- VOS CONSIGNES:
1/ Répondez à ces questions sur la discussion à propos de Mail :
(a) Quelle version du système yt avait-il avant le changement de disque dur ?
(b) Quelle méthode de sauvegarde pascalformac juge-t-il la pire ?
(c) Sur quel type de système yt archive-t-il ses dossiers à la main ?
2/ Reprenez la discussion à propos de Mail après son dernier message et poursuivez-la.

Et dans les préférences de Mail :

Mail / Préférences / Comptes / Comportement des BAL
Mail / Préférences / Comptes / Avancé : après récupération, supprimer la copie du serveur ?? après 1 semaine ??


----------



## pascalformac (7 Juillet 2014)

yt a dit:


> suite a la fin de vie de mon disque dur sur mon Imac , je l'ai fais changer , et je me suis retrouvé avec un système tout neuf 10.9.3 ( j'avais 10.7 avant)
> j'avais sauvegardé tout mes dossiers donc pas de problème de perte de données , j'ai par contre passé pas mal de temps à récupérer tout mes logiciels et à part le pilote pour mon scanner tout et ok


Vraiment TOUS les dossiers?
Car si c'est le cas tu AS tes 10 ans de Mail
( ca servira pour la suite)

Comment t'as sauvegardé?
time machine? clone? 

picorage de dossiers?
 ( la PIRE méthode, meilleure option pour oublier des trucs)




> le gros problème c'est Mail !!!j'ai perdu plus de 10 ans de messages reçus et envoyés avec toute les adresses email de mes contacts :sick:
> je me suis fais une raison pour ça et j'essais de reconstituer petit à petit


quand as tu """perdu" ca?



> par contre je ne suis pas satisfait du tout de cette version de Mail , j'ai l'impression d'un fonctionnement complètement aléatoire ,


qui pourrait s'expliquer très simplement selon la FACON dont tu as configuré Mail *Mavericks*
( à neuf ou en reprenant des  fichiers de reglages venus de l'ancienne configuration )
les couacs de réencodage sont courants et *particulierement* avec Mail7 ( mavericks)


selon la ses réponses
tu retrouveras
un Mail PROPRE
et on pourra s'arranger pour remettre tes 10 ans d'archives
(ou pas)


----------



## yt (7 Juillet 2014)

Sly54

dans préférences / comptes , je n'ai aucune ligne se référent aux messages reçus 

voici deux captures d'écran 













Pascal

j'avais deux sauvegarde différente ,
 mes dossiers ( juste, documents, photos, films ...)que j'archive manuellement sur un système raid 
et aussi quand j'ai fais changer le disque dur , le gars m'a réinstallé le système comme si c'était un neuf , j'avais plus aucun dossiers plus aucun logiciel autre que Apple , Safari était vierge de tout favori , iTunes était vide , et Mail il n'y avait plus de compte dessus ( ça été d'ailleurs un peu chaud pour recréer mes adresses mail avec les mot de passes et tout ça )

- ENREGISTREMENTS:
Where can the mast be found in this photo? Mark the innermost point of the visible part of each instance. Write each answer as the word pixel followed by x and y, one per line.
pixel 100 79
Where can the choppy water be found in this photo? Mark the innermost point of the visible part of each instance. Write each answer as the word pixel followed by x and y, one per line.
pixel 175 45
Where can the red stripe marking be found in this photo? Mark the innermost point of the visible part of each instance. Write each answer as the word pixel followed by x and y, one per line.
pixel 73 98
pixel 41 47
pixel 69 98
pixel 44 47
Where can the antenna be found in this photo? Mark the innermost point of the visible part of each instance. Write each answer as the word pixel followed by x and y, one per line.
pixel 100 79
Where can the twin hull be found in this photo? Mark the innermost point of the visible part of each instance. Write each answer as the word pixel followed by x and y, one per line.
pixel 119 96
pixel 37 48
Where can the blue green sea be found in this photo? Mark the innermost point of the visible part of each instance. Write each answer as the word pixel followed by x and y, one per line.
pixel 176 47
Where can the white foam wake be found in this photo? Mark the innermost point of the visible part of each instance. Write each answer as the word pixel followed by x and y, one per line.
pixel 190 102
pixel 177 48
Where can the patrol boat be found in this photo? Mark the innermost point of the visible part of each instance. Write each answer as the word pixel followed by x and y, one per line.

- RÉPONSES:
1/
(a) Il avait la version 10.7.
(b) Il juge que le picorage de dossiers est la pire méthode.
(c) Il les archive sur un système raid.

2/
en gros c'est un peu comme si j'avais un Imac neuf 
et donc,  il m'avait enregistrer sur mon bureau un dossier qui contenait comme une photo de ancien disque dur , j'ai retrouvé dedans dans le dossier utilisateur, mon ancien bureau ou j'ai récupérer les quelques éléments que je n'avais pas encore sauvegarder et  j'ai réussi à récupérer aussi toute ma bibliothèque iTunes 
mais pour ce qui est des favoris Safari par exemple ou de mes archives email , j'ai eu beau chercher je ne les ai pas trouvé :confuses:

pour résumer si je peut récupérer mes anciens messages ça serai pas mal car j'ai quelque contacts donc je n'ai plus les adresses , mais le plus important c'est de résoudre ce problème de messages qui s"effacent au bout de 7 jours 

en tout cas merci pour le coup de main , car tout seul je ne vois pas la solution


----------



## Sly54 (7 Juillet 2014)

yt a dit:


> Sly54
> 
> dans préférences / comptes , je n'ai aucune ligne se référent aux messages reçus
> 
> voici deux captures d'écran



OK, nous ne voyons pas la même chose, je pense que c'est parce que tous mes comptes sont en POP et que les tiens sont en IMAP.
Du coup ma suggestion tombe à l'eau


----------



## pascalformac (8 Juillet 2014)

plusieurs choses
la "sauvegarde perso" en RAID
cad "mes dossiers"
t'as commis la bourde classique du picorage
manque des dossiers essentiels contenant certaines de TES données
(du genre calendriers, emails, carnet d'adresse, signets  etc)
qui sont dans une masse de dossiers ailleurs : biblio de compte

c'est pourtant simple 
TOUTES les données persos sont dans UN dossier : le compte ( TOUT le compte, bibliotheque comprise)
-----
la "photo" du disque
concept un peu mysterieux mais sans doute un clone ou une image disque 


coté Mail Imap
les reglages es suppression etc c'est dans l'onglet comportement de BAL
En imap il est vivement conseillé de regler  les bal importantes sur aucune suppression ( cad "jamais")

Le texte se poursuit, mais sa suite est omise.